◆ TASK OBJECTIVE:
Copy each of the items below line for line, with every word and number unchanged.
___ EXERCISE DATA
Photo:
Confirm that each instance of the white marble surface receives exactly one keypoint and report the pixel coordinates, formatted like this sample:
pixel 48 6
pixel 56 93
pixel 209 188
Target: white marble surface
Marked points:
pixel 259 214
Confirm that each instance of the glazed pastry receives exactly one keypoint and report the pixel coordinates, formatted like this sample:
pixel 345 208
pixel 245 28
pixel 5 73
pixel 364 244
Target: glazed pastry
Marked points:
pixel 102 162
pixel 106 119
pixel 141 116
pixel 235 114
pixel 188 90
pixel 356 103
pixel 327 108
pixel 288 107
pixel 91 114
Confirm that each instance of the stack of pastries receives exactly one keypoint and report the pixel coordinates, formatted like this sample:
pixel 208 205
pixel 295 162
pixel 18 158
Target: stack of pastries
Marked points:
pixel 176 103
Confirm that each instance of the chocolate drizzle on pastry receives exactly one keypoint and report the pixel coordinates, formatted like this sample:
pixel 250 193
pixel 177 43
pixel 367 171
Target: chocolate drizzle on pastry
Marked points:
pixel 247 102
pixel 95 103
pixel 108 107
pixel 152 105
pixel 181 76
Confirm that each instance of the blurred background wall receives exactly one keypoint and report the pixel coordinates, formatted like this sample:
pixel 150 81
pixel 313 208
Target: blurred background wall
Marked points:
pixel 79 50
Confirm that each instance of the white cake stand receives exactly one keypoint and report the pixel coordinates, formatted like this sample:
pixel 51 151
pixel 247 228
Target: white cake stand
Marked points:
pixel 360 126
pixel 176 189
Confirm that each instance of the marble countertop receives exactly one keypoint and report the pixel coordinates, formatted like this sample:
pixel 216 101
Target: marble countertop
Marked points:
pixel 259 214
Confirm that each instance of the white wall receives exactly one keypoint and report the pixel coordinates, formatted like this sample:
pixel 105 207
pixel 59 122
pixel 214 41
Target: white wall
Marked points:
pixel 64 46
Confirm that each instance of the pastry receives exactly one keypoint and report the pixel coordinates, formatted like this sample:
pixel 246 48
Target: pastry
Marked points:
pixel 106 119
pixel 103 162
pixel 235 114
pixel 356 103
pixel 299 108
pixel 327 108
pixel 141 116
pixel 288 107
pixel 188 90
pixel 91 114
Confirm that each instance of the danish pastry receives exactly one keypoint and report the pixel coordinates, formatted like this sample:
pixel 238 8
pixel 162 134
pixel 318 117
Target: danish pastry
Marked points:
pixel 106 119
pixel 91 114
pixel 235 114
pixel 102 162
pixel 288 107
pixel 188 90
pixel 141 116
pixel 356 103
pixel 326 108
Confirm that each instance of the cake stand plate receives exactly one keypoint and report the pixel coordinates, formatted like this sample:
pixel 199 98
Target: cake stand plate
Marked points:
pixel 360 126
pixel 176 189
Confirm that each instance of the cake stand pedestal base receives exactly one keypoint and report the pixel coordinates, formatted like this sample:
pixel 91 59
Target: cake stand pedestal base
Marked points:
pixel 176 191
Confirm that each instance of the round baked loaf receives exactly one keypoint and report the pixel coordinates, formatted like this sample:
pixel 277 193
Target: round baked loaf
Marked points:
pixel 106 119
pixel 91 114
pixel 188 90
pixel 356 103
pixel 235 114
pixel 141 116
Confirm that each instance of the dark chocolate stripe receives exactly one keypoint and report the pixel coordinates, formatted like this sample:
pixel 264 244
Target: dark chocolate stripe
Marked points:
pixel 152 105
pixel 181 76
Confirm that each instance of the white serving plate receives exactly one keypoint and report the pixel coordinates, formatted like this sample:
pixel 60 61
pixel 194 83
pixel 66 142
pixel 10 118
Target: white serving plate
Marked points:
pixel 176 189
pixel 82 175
______
◆ TASK ANSWER:
Photo:
Confirm that each instance of the white marble surface receives exactly one keypoint and report the pixel coordinates, formatted like this sample:
pixel 48 6
pixel 56 93
pixel 209 188
Target: white marble surface
Marked points:
pixel 259 214
Confirm that each instance of the glazed pastry receives exactly one keypoint and report the pixel coordinates, formatted like this sample:
pixel 345 208
pixel 245 28
pixel 5 73
pixel 364 244
Target: glazed pastry
Marked points:
pixel 102 162
pixel 106 119
pixel 141 116
pixel 235 114
pixel 188 90
pixel 356 103
pixel 327 108
pixel 288 107
pixel 91 114
Confirm that each instance of the stack of pastries receives exactly one keypoint and report the pixel coordinates, formatted like this sample:
pixel 208 205
pixel 295 162
pixel 18 158
Target: stack of pastries
Marked points:
pixel 176 103
Confirm that each instance of the chocolate drizzle on pastry receives exactly one keypoint and report the pixel coordinates, formatted like this sample:
pixel 250 193
pixel 177 43
pixel 367 171
Target: chocolate drizzle on pastry
Marked points:
pixel 247 102
pixel 95 103
pixel 108 107
pixel 152 105
pixel 181 76
Confirm that each instance of the blurred background wall receives exactly one keypoint and report the pixel coordinates, formatted like this sample:
pixel 150 81
pixel 313 208
Target: blurred background wall
Marked points:
pixel 79 50
Confirm that each instance of the white cake stand receives exactly one keypoint and report the pixel coordinates, formatted like this sample:
pixel 51 151
pixel 247 228
Target: white cake stand
Marked points:
pixel 360 126
pixel 176 189
Confirm that each instance of the marble countertop receives exactly one keypoint and report the pixel coordinates, formatted like this sample:
pixel 216 101
Target: marble countertop
Marked points:
pixel 259 214
Confirm that each instance of the white wall receives exactly one keypoint and report the pixel coordinates, formatted like this sample:
pixel 105 207
pixel 59 122
pixel 214 41
Target: white wall
Marked points:
pixel 64 46
Confirm that each instance of the pastry receives exactly one keypoint and report the pixel coordinates, formatted like this sample:
pixel 246 48
Target: pastry
Marked points:
pixel 106 119
pixel 103 162
pixel 235 114
pixel 356 103
pixel 299 108
pixel 327 108
pixel 141 116
pixel 288 107
pixel 188 90
pixel 91 114
Confirm that each instance of the danish pastry receives exactly one keypoint and report the pixel coordinates, formatted like this sample:
pixel 238 8
pixel 162 134
pixel 318 117
Target: danish pastry
Marked points:
pixel 106 119
pixel 91 114
pixel 235 114
pixel 102 162
pixel 288 107
pixel 188 90
pixel 141 116
pixel 356 103
pixel 326 108
Confirm that each instance of the cake stand plate receives exactly one keypoint and report the pixel coordinates, formatted like this sample:
pixel 199 98
Target: cake stand plate
Marked points:
pixel 360 126
pixel 176 189
Confirm that each instance of the cake stand pedestal base receives exactly one keypoint and report the pixel coordinates, formatted like this sample:
pixel 91 59
Target: cake stand pedestal base
Marked points:
pixel 176 191
Confirm that each instance of the round baked loaf receives exactly one keypoint and report the pixel coordinates, formatted like this sample:
pixel 277 193
Target: round baked loaf
Marked points:
pixel 106 119
pixel 91 114
pixel 188 90
pixel 356 103
pixel 235 114
pixel 141 116
Confirm that each instance of the dark chocolate stripe receives exactly one keypoint and report the pixel coordinates, formatted like this sample:
pixel 264 244
Target: dark chocolate stripe
Marked points:
pixel 152 105
pixel 181 76
Confirm that each instance of the white serving plate receives exactly one keypoint and report the pixel coordinates, formatted like this sample:
pixel 60 61
pixel 194 83
pixel 66 142
pixel 10 118
Target: white serving plate
Marked points:
pixel 176 189
pixel 82 175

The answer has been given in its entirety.